EXERCISE A: In the list of family history resources at Burton Library, for which years are the electoral registers for Offlow North available?
EXERCISE B: Using the list of family history resources at Burton Library, decide whether each statement agrees with it: (i) The 1901 census returns are held on microfilm. (ii) The International Genealogical Index covers the whole of the British Isles. (iii) Monumental inscriptions are available for Yoxall. For each one, answer yes or no and quote the words of the list that settle it.
EXERCISE C: Extend the list of family history resources at Burton Library by writing its next part, beginning after the final sentence shown.

EXCERPT PROVIDED:
•••••
Listed are a small range of resources available to Family Historians
Local Studies Centre at Burton Library
The Burton Family and Local History Centre on the ground floor of the Burton Library has the following resources available to study:
Anglican Parish Registers
Microfiche copies of Staffordshire parish registers in the former registration district of Burton upon Trent are available on microfiche. These include: Anslow; Barton under Needwood; Burton-upon Trent, All Saints, Christ Church, Holy Trinity, St Aidan, St Margaret, St Modwen, St Paul; Dunstall; Hanbury; Horninglow; Rolleston; Stretton with Claymills; Tatenhill; Tutbury; Wychnor; and Yoxall.
Microfiche copies of bishops transcripts of Derbyshire parish registers in the former registration district of Burton are available as follows: Church Gresley; Rosliston; Stapenhill.
Microfiche copies of nonconformist registers for a large number of chapels within the Burton-upon-Trent Methodist circuits and for other nonconformist chapels are available.
Census Returns and Indexes
Census returns are available on microfilm for parishes in the former registration district of Burton-upon-Trent, 1841-1891. The 1901 census returns are accessible online. The census returns for Staffordshire and Derbyshire for 1861 are available on CD ROM. The surname index to the 1851 census index for Burton is available on microfiche.
International Genealogical Index
Available on microfiche for the whole of the British Isles.
Monumental inscriptions on microfiche are available for the following parishes: Anslow; Dunstall; Rangemore; Rolleston; Tatenhill; Wychnor
Microfiche copies of electoral registers for Offlow North are available for the years 1832-1836. This is a large geographical area and covers: Alrewas, Alrewas Hay, Anslow, Barton-under- Needwood, Branston, Bromley Regis (Kings Bromley), Burton-on-Trent, Burton Extra, Clifton Campville and Haunton, Curborough and Elmhust, Draycott, Dunstall, Edingale, Fisherwick, Fradley, Hamstall Ridware, Hanbury, Harlaston, Haselour, Horninglow, Marchington, Marchington Woodlands, Mavesyn Ridware, Newborough, Oakley, Orgreave, Pipe Ridware, Rolleston, Streetly,
Stretton, Syerscote, Thorpe Constantine, Tatenhill, Tutbury, Wychnor,
Whittington and Yoxall.
•••••
INFORMATION SUPPLIED:
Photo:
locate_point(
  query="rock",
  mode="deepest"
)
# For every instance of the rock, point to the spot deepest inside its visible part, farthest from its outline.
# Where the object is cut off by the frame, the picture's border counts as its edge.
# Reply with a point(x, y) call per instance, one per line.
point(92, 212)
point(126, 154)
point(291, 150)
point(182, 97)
•••••
TASK OUTPUT A: 1832-1836

TASK OUTPUT B:
(i) No: "The 1901 census returns are accessible online."
(ii) Yes: "Available on microfiche for the whole of the British Isles."
(iii) No: "Monumental inscriptions on microfiche are available for the following parishes: Anslow; Dunstall; Rangemore; Rolleston; Tatenhill; Wychnor"

TASK OUTPUT C:
Microfiche copies of electoral registers for East Staffordshire constituency
are available for the years 1868-1891.
Burton upon Trent Union Poor Law Institution (Workhouse) :
The register of births and deaths, 1837-1879, and the admission and
discharge register, c1879-1900, are available on microfilm.
The following local newspapers are available for consultation on microfilm:
Burton Times 1855-1890
Burton Weekly News 1856-1890
Burton Evening Gazette 1881-1887
Burton & Derby Gazette 1881-1887
Burton Observer 1898-1963
Burton Mail 1898-2008
Burton school log books which begin in 1889 or earlier are available on microfiche.
These give a daily account of school life and contain references to individual pupils and teachers.
Stafford Record Office
The Staffordshire and Stoke on Trent Archive Service holds a vast range of records relating to the history of the county of Staffordshire
The most important group of records for Family Historians is the Parish collections, 16th-21st centuries. These collections include records of baptism, marriage and burial; the building and maintenance of parish churches; community organisations and local charities; and the relief of poverty.
All the details of available sources can be found at www.staffordshire.gov.uk
Lichfield Record Office
The Lichfield Record Office forms part of the Staffordshire and Stoke on Trent Archive Service. It was established in 1959 under a joint scheme between Staffordshire County Council, the Diocese of Lichfield and Lichfield City Council, initially to act as the repository for the probate records of Lichfield Diocese, which date from the 16"' century to 1858. Following the transfer of probate jurisdiction to the civil courts in 1858, the probate records remained in Lichfield until 1928, when they were transferred to the Birmingham District Probate Registry. The decision, taken in the late 1950s, to move these records back to the administrative centre of the diocese, was made only after prolonged discussions. It acted as a catalyst for the establishment of the Record Office and brought into public custody one of the most outstanding resources for the study of family, social and economic history in the Midlands.
In 1990, the Record Office moved with Lichfield Library to The Friary, where new purpose built archive storage was provided, as well as a much larger search room to meet growing public demand for access to the diocesan records.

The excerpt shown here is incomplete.